Ganahl speaks passionately about improving the state's mental healthcare and addiction treatment offerings, but doesn't want to spend additional money on it.

She plans to slash taxes, shrink government and undo hundreds of Polis's executive orders.

Colorado gurbernatorial candidate Greg Lopez waits to speak on a panel during Colorado State University's Water in the West Summit at the McNichols Building, April 26, 2018. (Kevin J. Beaty/Denverite) denver; colorado; denverite; kevinjbeaty; copolitics;

What about Greg Lopez?

He served as the mayor of Parker when he was 27 and was the Colorado head of the Small Business Administration under Obama. His past is speckled with scandals: a complaint for domestic violence in 1993, a DUI in 2003, and accusations that he was misusing his federal position in how he awarded contracts with the Veteran's Administration hospital, CPR reported.

Lopez, who is running to the right of Ganahl, is more of a renegade candidate appealing to grassroots cultural conservatives and Coloradans who are allergic to the growth the state has seen in recent years.

He's critical of critical race theory. He's also committed to shrinking government and cutting fees and regulations imposed on small businesses.

* _YOUR ASSIGNMENT_: Print the passage of the Colorado governor's race text between "Colorado gurbernatorial candidate" and "hospital, CPR reported.", inclusive, without altering any word.

* _EXERCISE DATA_:

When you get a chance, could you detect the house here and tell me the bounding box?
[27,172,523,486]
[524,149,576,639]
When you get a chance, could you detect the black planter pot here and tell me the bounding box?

* _ANSWER_:
Colorado gurbernatorial candidate Greg Lopez waits to speak on a panel during Colorado State University's Water in the West Summit at the McNichols Building, April 26, 2018. (Kevin J. Beaty/Denverite) denver; colorado; denverite; kevinjbeaty; copolitics;

What about Greg Lopez?

He served as the mayor of Parker when he was 27 and was the Colorado head of the Small Business Administration under Obama. His past is speckled with scandals: a complaint for domestic violence in 1993, a DUI in 2003, and accusations that he was misusing his federal position in how he awarded contracts with the Veteran's Administration hospital, CPR reported.